Action item =
Within the data below, state how many lines contain the string "cake". Provide the number only.

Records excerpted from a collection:
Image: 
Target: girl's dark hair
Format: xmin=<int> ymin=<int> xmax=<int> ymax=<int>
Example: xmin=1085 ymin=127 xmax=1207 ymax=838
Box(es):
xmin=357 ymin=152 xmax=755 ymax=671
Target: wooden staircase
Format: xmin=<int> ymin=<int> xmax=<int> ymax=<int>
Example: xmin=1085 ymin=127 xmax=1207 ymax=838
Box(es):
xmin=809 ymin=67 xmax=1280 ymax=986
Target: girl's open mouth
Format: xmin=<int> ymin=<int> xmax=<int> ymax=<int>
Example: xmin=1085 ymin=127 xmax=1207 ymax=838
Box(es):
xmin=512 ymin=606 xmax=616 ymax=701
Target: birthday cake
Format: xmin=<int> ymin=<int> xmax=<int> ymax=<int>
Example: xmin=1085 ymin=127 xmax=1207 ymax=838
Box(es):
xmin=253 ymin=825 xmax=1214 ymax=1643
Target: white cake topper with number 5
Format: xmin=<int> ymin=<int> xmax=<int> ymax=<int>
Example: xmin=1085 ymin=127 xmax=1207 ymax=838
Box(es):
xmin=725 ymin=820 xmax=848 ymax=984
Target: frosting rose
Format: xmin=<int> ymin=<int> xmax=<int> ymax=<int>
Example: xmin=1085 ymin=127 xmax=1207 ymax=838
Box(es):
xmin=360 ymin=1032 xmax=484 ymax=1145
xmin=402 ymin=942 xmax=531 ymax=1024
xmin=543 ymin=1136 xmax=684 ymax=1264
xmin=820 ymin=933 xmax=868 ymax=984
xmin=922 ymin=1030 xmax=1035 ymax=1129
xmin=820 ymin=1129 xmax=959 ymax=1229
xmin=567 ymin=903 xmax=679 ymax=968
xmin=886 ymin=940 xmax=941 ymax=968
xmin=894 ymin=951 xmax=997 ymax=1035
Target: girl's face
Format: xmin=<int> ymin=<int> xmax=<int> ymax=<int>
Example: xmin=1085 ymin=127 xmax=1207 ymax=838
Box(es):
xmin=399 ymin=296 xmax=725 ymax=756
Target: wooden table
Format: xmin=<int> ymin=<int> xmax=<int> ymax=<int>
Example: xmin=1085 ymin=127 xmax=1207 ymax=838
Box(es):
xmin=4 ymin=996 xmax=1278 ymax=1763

Finished exercise =
2